● **WHAT YOU SHOULD DO**:
Every line that contains "small" must be located and copied from the data.

[Dataset entries]
:::::
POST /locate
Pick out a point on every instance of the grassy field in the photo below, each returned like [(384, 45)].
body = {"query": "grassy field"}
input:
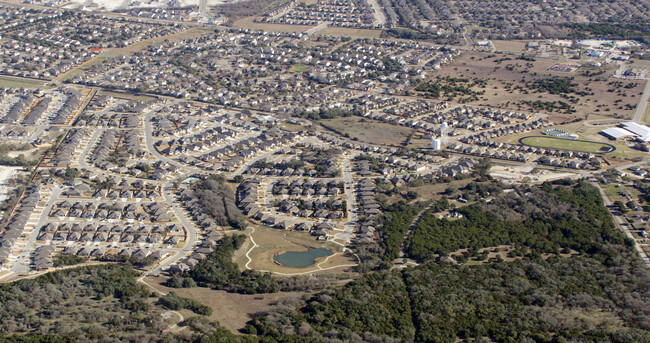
[(350, 32), (565, 144), (299, 68), (369, 131), (504, 88), (272, 242)]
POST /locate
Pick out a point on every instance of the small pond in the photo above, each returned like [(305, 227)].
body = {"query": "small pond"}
:::::
● **SOLUTION FOR THIS TASK**:
Pick out a point on every instance of the small pond in the photo above, each returned like [(305, 227)].
body = {"query": "small pond"}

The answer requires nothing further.